## Requirement 1
Quote the passage of the inquest report starting at "Police said the" and ending at "to their deaths.".
## Requirement 2
According to the inquest report, what did the post mortem investigation find to be the cause of death?
## Requirement 3
List every kind of work the inquest report says Peter McGuinness did.

## Document excerpt
· · · · ·
A MARRIED couple who each served for more than two decades in the British Army died together at a Purbeck beauty spot in a suicide pact, an inquest has heard.

Peter and Deborah McGuinness, who were described as being "devoted to one another", were found dead in a hired Range Rover in the car park of Durlston Country Park, Lighthouse Road, Swanage, on August 3, last year.

Police said the vehicle had been locked and there was no third party involvement nor any signs of coercion at the scene.

They died in the front seats sometime after arriving the evening before.

Detectives found two glasses of wine and a series of notes which made it clear their intention was to take their own lives, Dorset Coroner's Court was told on Wednesday, June 30.

A post mortem investigation determined the cause of death as carbon monoxide poisoning.

During the inquest hearing at Bournemouth Town Hall, presided over by Dorset Coroner Rachael Griffin, statements were read from friends and family.

Mrs Griffin concluded the couple's behaviour had been nothing out of the ordinary in the days leading up to their deaths.

Deborah, 49, and husband Peter, 54, had driven to Purbeck from their home in Kingston upon Thames.

They had both served in the Royal Fusiliers, with Deborah having worked as a personal assistant to three consecutive heads of the British Army.

The court heard how Peter, after a distinguished military career serving around the world, had worked for a time as security on cargo ships travelling through 'dangerous waters'.

He had recently started treatment for depression and anxiety, the court also heard.

At the time of their deaths Peter worked as an insurance handler while his wife worked as an office manager.

Recording a conclusion of suicide, Mrs Griffin said the couple were clearly devoted to one another.

She added: "They'd been together for 23 year prior to their death. They were both popular, hard working, sociable people."

Mrs Griffin also said: "Peter was a gentleman who attended his local GP and was diagnosed with depression, for which he was prescribed medication.

"He was known to have talked about dying in the past, and although he had not displayed any thoughts or plans to end his life, he talked in general terms about not being alive.

"Debs, on the other hand, had no previous history of any mental health conditions or talking of any thoughts of self harm."

The coroner also said: "I do note that their behaviour to all those around them, their close family and friends, in the days leading up to their deaths, gave no indication of what was going to happen and what they planned to do."
· · · · ·
## Supplied records
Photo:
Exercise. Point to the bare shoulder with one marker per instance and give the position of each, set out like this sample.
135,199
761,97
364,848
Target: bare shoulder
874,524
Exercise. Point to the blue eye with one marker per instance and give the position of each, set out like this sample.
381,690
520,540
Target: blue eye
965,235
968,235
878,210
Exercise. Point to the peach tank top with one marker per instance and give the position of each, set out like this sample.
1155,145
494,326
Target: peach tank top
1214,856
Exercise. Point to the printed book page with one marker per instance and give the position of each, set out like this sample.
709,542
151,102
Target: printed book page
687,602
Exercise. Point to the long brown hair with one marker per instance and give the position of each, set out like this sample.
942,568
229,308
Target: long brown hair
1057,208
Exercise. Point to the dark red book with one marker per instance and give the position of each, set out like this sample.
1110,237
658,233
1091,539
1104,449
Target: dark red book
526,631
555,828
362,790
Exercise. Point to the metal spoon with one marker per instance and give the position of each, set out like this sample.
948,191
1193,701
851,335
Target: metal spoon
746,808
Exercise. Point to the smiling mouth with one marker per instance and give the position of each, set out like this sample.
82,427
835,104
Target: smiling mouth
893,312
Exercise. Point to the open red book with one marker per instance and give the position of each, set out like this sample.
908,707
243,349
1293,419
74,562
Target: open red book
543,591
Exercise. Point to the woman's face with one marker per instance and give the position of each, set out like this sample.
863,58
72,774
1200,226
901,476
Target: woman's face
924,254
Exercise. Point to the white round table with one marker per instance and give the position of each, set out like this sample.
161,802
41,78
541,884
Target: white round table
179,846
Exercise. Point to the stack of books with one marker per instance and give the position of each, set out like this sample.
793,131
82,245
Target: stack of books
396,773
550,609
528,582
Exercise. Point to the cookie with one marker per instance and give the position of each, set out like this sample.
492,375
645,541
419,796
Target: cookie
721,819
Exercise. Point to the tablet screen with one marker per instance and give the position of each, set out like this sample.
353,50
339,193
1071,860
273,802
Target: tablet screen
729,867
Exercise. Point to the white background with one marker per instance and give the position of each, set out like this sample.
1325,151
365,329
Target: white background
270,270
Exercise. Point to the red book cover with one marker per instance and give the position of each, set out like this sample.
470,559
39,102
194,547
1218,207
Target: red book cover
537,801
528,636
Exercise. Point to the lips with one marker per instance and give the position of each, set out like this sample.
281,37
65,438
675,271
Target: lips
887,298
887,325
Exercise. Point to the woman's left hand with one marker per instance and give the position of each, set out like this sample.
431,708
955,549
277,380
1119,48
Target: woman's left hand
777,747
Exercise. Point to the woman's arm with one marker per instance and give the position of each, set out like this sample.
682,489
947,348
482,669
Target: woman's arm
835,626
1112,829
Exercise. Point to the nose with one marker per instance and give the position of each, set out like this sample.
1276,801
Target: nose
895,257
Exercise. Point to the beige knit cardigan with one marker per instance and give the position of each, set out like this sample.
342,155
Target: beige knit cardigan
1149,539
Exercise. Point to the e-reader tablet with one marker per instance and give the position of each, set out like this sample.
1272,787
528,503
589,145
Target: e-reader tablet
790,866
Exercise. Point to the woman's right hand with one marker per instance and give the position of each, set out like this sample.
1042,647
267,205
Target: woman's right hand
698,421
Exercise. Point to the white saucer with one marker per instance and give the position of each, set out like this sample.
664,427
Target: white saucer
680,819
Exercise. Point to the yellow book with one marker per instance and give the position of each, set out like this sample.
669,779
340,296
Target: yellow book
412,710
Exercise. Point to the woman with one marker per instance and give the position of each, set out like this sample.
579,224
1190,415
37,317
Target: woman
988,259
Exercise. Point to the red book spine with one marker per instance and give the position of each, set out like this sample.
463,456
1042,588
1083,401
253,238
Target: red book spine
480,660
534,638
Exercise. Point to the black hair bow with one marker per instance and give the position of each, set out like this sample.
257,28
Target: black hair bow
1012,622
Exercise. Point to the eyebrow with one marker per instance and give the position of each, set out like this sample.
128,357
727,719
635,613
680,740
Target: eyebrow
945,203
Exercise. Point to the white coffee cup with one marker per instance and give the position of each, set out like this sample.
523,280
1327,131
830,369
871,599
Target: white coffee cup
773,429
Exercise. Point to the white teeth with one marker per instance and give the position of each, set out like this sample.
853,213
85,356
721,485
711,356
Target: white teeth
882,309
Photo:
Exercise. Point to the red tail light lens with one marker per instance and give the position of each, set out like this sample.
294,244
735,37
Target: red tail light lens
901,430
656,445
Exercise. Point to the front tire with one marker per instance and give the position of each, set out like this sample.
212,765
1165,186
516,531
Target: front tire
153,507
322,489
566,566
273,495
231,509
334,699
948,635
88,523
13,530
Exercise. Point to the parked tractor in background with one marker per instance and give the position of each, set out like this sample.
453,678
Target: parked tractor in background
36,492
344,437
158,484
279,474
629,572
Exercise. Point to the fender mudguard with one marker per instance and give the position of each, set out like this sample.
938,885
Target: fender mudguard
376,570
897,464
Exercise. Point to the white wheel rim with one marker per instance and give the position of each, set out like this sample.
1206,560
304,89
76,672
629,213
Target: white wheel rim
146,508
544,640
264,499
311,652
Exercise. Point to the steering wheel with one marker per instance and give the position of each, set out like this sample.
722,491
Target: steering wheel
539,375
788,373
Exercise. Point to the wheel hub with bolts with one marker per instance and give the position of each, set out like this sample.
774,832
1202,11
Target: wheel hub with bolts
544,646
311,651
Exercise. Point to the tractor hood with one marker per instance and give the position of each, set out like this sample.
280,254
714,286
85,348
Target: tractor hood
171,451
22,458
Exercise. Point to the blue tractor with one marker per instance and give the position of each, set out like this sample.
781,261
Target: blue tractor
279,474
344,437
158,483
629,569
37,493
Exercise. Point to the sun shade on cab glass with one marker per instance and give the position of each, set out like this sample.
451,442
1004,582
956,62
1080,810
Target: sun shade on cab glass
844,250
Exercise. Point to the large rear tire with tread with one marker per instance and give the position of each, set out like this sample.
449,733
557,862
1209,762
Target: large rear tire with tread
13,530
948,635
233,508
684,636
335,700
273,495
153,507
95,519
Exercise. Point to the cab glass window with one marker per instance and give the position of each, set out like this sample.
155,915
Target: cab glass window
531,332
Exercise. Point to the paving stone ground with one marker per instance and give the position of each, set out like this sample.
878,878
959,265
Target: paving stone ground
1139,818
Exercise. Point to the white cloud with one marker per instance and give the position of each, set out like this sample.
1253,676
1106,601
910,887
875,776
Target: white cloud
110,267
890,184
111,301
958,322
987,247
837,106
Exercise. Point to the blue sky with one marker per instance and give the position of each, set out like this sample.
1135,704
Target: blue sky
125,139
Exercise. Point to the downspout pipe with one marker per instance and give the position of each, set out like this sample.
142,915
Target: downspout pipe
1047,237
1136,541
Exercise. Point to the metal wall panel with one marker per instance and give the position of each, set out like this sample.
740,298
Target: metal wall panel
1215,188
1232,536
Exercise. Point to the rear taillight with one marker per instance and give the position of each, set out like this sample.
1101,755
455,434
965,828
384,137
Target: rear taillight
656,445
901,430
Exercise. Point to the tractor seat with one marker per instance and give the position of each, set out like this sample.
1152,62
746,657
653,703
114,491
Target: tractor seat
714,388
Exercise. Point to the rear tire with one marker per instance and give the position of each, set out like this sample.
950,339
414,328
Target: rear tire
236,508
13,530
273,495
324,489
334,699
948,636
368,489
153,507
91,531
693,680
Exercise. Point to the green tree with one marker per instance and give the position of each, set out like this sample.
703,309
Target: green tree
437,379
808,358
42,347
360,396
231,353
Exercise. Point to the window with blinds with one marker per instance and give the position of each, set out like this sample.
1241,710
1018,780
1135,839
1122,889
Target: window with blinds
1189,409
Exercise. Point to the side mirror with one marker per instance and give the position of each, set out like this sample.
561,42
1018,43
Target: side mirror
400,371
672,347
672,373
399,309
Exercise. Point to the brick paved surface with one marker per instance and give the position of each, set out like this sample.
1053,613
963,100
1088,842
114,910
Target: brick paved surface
· · · · ·
## Answer box 1
Police said the vehicle had been locked and there was no third party involvement nor any signs of coercion at the scene.

They died in the front seats sometime after arriving the evening before.

Detectives found two glasses of wine and a series of notes which made it clear their intention was to take their own lives, Dorset Coroner's Court was told on Wednesday, June 30.

A post mortem investigation determined the cause of death as carbon monoxide poisoning.

During the inquest hearing at Bournemouth Town Hall, presided over by Dorset Coroner Rachael Griffin, statements were read from friends and family.

Mrs Griffin concluded the couple's behaviour had been nothing out of the ordinary in the days leading up to their deaths.

## Answer box 2
Carbon monoxide poisoning.

## Answer box 3
- Service in the British Army, in the Royal Fusiliers
- Security on cargo ships travelling through "dangerous waters"
- Insurance handler